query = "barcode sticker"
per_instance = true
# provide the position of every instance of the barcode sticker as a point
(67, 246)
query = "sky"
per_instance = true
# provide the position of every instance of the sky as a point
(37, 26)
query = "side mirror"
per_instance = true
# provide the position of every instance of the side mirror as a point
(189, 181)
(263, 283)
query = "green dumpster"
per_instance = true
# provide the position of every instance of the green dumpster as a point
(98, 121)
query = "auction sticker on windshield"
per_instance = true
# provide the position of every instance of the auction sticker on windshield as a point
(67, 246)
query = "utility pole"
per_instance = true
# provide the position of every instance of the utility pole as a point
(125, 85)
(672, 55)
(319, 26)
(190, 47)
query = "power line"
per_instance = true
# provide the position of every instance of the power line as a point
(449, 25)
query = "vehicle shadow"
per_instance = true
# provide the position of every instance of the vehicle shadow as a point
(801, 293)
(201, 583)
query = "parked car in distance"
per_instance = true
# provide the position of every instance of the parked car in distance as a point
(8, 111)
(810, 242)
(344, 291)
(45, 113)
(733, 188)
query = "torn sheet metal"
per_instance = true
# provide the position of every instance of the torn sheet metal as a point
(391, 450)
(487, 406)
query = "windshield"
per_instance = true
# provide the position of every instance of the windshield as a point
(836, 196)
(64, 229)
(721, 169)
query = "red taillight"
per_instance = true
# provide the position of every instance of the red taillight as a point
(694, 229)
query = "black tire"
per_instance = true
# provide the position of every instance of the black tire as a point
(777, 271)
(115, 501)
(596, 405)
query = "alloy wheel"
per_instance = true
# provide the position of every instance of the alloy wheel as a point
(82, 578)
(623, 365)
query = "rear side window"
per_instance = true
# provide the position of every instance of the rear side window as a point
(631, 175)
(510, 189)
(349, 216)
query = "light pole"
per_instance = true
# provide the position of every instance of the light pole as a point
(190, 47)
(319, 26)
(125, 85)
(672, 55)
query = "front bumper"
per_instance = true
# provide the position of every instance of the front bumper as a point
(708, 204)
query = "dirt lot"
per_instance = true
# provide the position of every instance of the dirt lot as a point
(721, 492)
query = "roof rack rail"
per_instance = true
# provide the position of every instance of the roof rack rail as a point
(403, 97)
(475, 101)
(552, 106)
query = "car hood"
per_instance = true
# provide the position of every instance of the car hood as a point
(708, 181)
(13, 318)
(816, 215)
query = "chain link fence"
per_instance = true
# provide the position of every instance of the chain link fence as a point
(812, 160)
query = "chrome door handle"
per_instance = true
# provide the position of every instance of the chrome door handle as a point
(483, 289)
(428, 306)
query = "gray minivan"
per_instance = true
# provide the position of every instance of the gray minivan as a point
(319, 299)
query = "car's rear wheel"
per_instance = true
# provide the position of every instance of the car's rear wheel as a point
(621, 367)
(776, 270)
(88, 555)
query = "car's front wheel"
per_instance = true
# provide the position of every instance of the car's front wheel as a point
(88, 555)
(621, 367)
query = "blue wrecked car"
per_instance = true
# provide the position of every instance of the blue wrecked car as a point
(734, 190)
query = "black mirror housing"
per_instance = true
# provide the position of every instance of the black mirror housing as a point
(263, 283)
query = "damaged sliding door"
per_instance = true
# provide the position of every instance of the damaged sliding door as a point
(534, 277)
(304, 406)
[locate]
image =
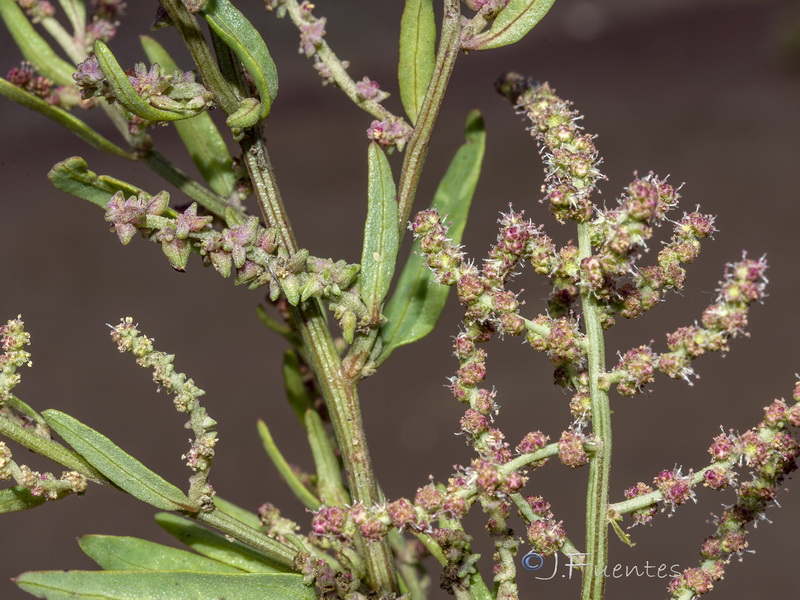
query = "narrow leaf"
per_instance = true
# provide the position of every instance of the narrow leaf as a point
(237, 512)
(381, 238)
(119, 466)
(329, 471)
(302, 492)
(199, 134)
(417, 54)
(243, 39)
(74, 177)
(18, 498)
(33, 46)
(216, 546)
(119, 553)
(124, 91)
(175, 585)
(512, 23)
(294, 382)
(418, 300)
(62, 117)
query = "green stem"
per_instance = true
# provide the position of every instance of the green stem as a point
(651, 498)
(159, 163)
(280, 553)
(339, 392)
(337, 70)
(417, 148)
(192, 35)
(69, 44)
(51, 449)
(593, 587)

#### What to work on
All of the lines above should be retyped precisely, apart from the pictures.

#### Output for this task
query = "barcode sticker"
per_instance = true
# provide the position of every instance of the barcode sticker as a point
(67, 246)
query = "sky"
per_instance = true
# provide the position of every instance of the sky as a point
(37, 26)
query = "side mirror"
per_instance = true
# provide the position of every instance of the side mirror as a point
(189, 181)
(263, 283)
query = "green dumpster"
per_instance = true
# provide the position of every instance of the green dumpster as a point
(98, 121)
query = "auction sticker on windshield"
per_instance = true
# provide the position of every instance of the auction sticker on windshield as a point
(67, 246)
query = "utility pole"
per_instance = true
# provide the position of every instance of the utility pole as a point
(125, 85)
(672, 55)
(319, 26)
(190, 47)
query = "power line"
per_instance = true
# provide the position of every instance of the power line as a point
(449, 25)
query = "vehicle shadow"
per_instance = true
# provide the position of every instance of the vehicle shadow as a point
(801, 293)
(201, 583)
query = "parked car in distance"
per_instance = true
# provide the position of every instance of the parked car in distance as a point
(8, 111)
(810, 242)
(344, 291)
(45, 113)
(733, 188)
query = "torn sheet metal"
per_instance = true
# provide the position of every instance of the torn sheet metal as a point
(391, 450)
(487, 406)
query = "windshield"
per_instance = true
# provide the position of every instance of the windshield as a point
(836, 196)
(64, 229)
(721, 169)
query = "red taillight"
per_instance = true
# provide the position of every instance of the red taillight as a point
(694, 229)
query = "black tire"
per_instance = true
# provide the position of every instance of the black tire as a point
(777, 271)
(115, 501)
(596, 405)
query = "alloy wheel"
per_instance = true
# provide the position of every instance of the alloy wheel as a point
(82, 578)
(623, 365)
query = "rear side window"
per_instance = true
# provide the position of every instance of the rear side window as a point
(631, 175)
(510, 189)
(349, 216)
query = "light pole"
per_instance = true
# provide the position of every instance of the light pole as a point
(190, 47)
(319, 26)
(125, 85)
(672, 55)
query = "front bumper"
per_instance = true
# provide the position of every instance of the front bumper as a point
(708, 204)
query = "dirt lot"
per_instance = true
# provide the position of every instance of the dirt lot as a point
(721, 492)
query = "roof rack rail"
per_instance = true
# provide the position of every instance of the roof rack rail as a point
(403, 97)
(475, 101)
(552, 106)
query = "car hood"
per_instance = true
# provide the position of every instance of the car hood as a point
(708, 181)
(13, 318)
(816, 215)
query = "chain link fence"
per_instance = true
# provide the position of every instance of the chain link fence as a point
(812, 160)
query = "chrome door handle"
per_instance = true
# provide the position of every instance of the chrome door handle as a point
(483, 289)
(428, 306)
query = "gray minivan"
per_instance = true
# provide the position of every instance of the gray minivan as a point
(319, 299)
query = "car's rear wheel"
per_instance = true
# provide the position of every instance of the car's rear wheel as a point
(621, 367)
(776, 270)
(88, 555)
query = "car's front wheel"
per_instance = true
# provide the position of every instance of the car's front wheel as a point
(88, 555)
(621, 367)
query = "blue wrecked car"
per_instance = true
# provide the position of every instance of the blue wrecked car as a point
(734, 190)
query = "black mirror housing"
per_instance = true
# provide the position of every instance of the black mirror housing as a point
(263, 283)
query = "damaged sliding door"
per_instance = true
# provide the position of every instance of the damaged sliding door as a point
(534, 277)
(304, 406)
[locate]
image =
query = "narrow leaf"
per_instance = true
# provide the position of every instance of the narrow leaf as a point
(237, 512)
(381, 238)
(119, 466)
(329, 471)
(302, 492)
(199, 134)
(417, 54)
(243, 39)
(74, 177)
(18, 498)
(33, 46)
(216, 546)
(119, 553)
(124, 91)
(175, 585)
(512, 23)
(294, 382)
(418, 300)
(62, 117)
query = "green stem"
per_instance = true
# provide the position of every instance of the green stem as a point
(651, 498)
(159, 163)
(280, 553)
(339, 392)
(337, 70)
(417, 148)
(192, 35)
(69, 44)
(51, 449)
(593, 587)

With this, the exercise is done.